Aşağıdaki öğelerin tüm satırlarını, her satır için bir dize olacak biçimde bir JSON listesi olarak verir misin? Resimleri ve boş satırları listeye katma.

----- İşlenecek öğeler -----

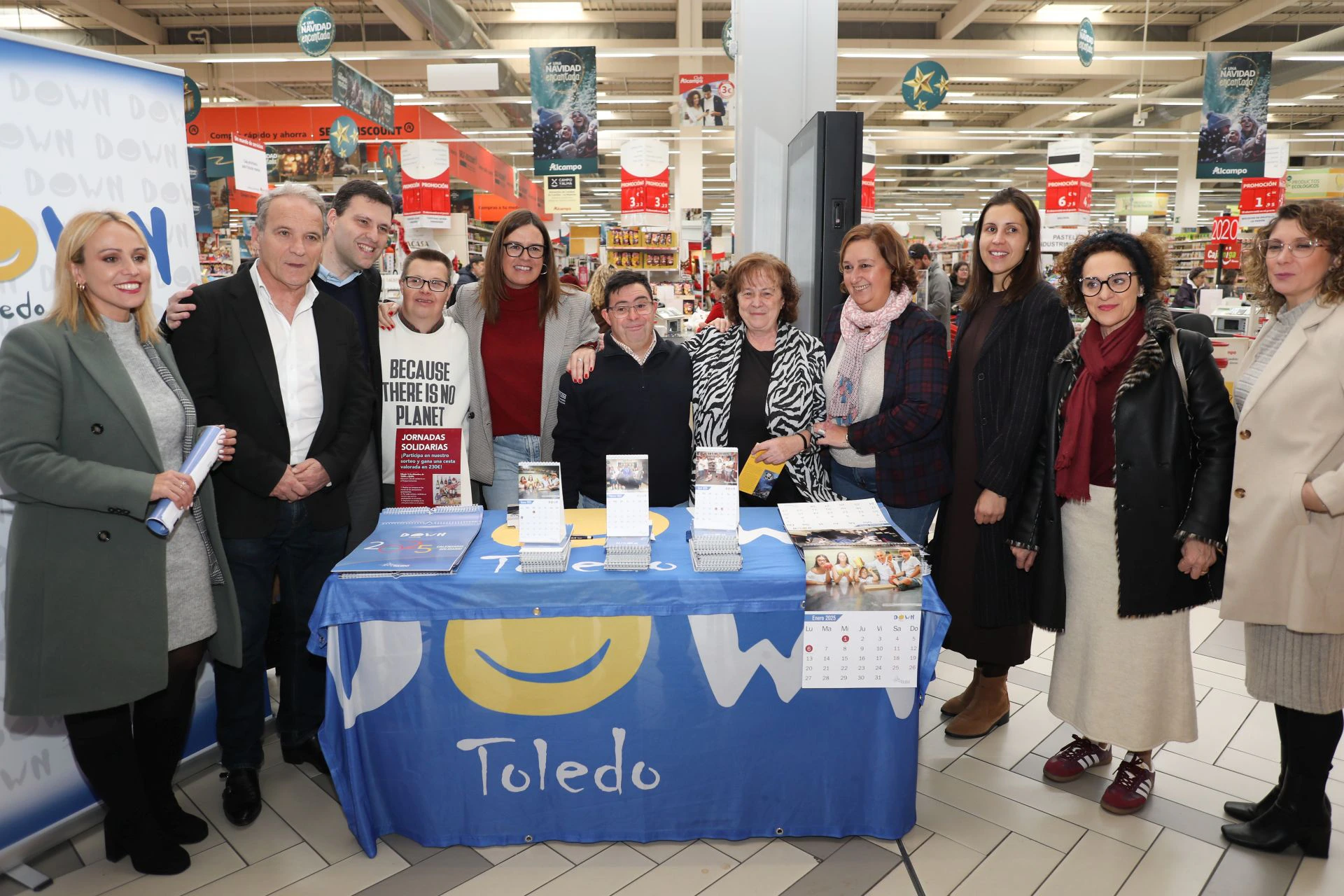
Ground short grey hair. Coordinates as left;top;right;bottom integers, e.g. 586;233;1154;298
257;183;327;237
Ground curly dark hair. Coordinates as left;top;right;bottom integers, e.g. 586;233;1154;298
1055;230;1172;316
1245;199;1344;313
723;253;802;326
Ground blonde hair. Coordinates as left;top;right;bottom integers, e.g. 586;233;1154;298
47;209;159;342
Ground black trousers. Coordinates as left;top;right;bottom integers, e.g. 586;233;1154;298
66;640;206;823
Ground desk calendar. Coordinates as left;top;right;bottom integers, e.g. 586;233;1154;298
802;610;919;688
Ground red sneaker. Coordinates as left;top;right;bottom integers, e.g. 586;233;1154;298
1044;735;1112;782
1100;752;1157;816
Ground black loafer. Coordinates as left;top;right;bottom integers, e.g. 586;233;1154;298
220;769;260;827
279;738;332;775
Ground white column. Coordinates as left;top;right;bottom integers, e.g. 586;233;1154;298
732;0;839;257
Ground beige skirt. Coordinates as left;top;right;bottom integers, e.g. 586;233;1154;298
1049;485;1199;752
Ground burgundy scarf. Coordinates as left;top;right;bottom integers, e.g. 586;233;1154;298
1055;307;1144;501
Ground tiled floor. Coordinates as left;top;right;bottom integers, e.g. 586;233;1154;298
0;607;1344;896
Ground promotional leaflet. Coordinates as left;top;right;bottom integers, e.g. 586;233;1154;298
517;463;566;544
332;504;484;578
606;454;649;538
395;427;472;507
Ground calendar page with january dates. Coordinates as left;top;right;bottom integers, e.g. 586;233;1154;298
802;608;920;688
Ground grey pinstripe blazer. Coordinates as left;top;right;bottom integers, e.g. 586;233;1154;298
447;284;598;485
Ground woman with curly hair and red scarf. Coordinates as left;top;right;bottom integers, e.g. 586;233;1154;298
1012;231;1236;814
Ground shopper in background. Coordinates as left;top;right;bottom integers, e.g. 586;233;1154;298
1012;231;1236;814
449;208;598;510
0;211;242;874
1172;265;1208;309
695;272;729;333
174;184;374;826
555;270;692;507
1222;202;1344;858
815;224;951;545
687;253;837;506
951;262;970;307
930;187;1074;738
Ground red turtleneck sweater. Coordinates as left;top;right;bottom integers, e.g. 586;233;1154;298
481;281;546;435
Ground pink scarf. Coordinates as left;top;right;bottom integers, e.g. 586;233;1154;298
827;288;910;426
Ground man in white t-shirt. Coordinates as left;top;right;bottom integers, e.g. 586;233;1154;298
378;248;472;506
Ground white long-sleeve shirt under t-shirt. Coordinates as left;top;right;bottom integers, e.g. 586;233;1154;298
378;314;472;491
250;262;323;465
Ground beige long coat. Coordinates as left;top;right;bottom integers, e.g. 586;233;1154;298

-----

Beklenen çıktı -
[
  "Ground short grey hair. Coordinates as left;top;right;bottom integers, e.g. 586;233;1154;298",
  "257;183;327;237",
  "Ground curly dark hair. Coordinates as left;top;right;bottom integers, e.g. 586;233;1154;298",
  "1055;230;1172;316",
  "1245;199;1344;313",
  "723;253;802;326",
  "Ground blonde hair. Coordinates as left;top;right;bottom integers, e.g. 586;233;1154;298",
  "47;209;159;342",
  "Ground black trousers. Coordinates as left;top;right;bottom integers, e.g. 586;233;1154;298",
  "66;640;206;823",
  "Ground desk calendar. Coordinates as left;top;right;bottom integers, e.g. 586;233;1154;298",
  "802;610;919;688",
  "Ground red sneaker. Coordinates as left;top;right;bottom integers, e.g. 586;233;1154;298",
  "1044;735;1112;782",
  "1100;752;1157;816",
  "Ground black loafer. Coordinates as left;top;right;bottom integers, e.g. 586;233;1154;298",
  "220;769;260;827",
  "279;738;332;775",
  "Ground white column. Coordinates as left;top;right;bottom integers, e.g. 586;233;1154;298",
  "732;0;839;257",
  "Ground beige skirt. Coordinates as left;top;right;bottom integers, e.g. 586;233;1154;298",
  "1049;485;1199;752",
  "Ground burgundy scarf. Coordinates as left;top;right;bottom integers, e.g. 586;233;1154;298",
  "1055;307;1144;501",
  "Ground tiled floor. Coordinates as left;top;right;bottom integers, e.g. 586;233;1154;298",
  "0;607;1344;896",
  "Ground promotional leaflet. Coordinates as left;top;right;bottom integers, e.g. 586;233;1154;298",
  "517;463;566;544",
  "332;504;484;578",
  "606;454;649;538",
  "395;427;472;507",
  "Ground calendar page with january dates. Coordinates as left;top;right;bottom integers, e.g. 586;233;1154;298",
  "802;608;920;688",
  "Ground grey pinstripe blazer. Coordinates as left;top;right;bottom integers, e.g. 586;233;1154;298",
  "447;284;598;485",
  "Ground woman with curly hair and red scarf. Coordinates as left;top;right;bottom integers, e.g. 586;233;1154;298",
  "1012;231;1236;814",
  "Ground shopper in background. Coordinates as left;top;right;bottom integers, e.g. 586;233;1154;298",
  "1012;231;1236;814",
  "449;208;598;510",
  "0;211;242;874",
  "1172;265;1208;309",
  "695;272;729;333",
  "174;184;374;826",
  "555;270;692;507",
  "1222;202;1344;858",
  "815;224;951;545",
  "687;253;837;506",
  "951;262;970;307",
  "930;187;1074;738",
  "Ground red turtleneck sweater. Coordinates as left;top;right;bottom integers, e.g. 586;233;1154;298",
  "481;281;546;435",
  "Ground pink scarf. Coordinates as left;top;right;bottom integers, e.g. 586;233;1154;298",
  "827;288;910;426",
  "Ground man in white t-shirt. Coordinates as left;top;right;bottom integers, e.g. 586;233;1154;298",
  "378;248;472;506",
  "Ground white long-sleeve shirt under t-shirt. Coordinates as left;top;right;bottom integers, e.g. 586;233;1154;298",
  "378;314;472;491",
  "250;262;323;465",
  "Ground beige long coat. Coordinates as left;top;right;bottom integers, e.g. 586;233;1154;298"
]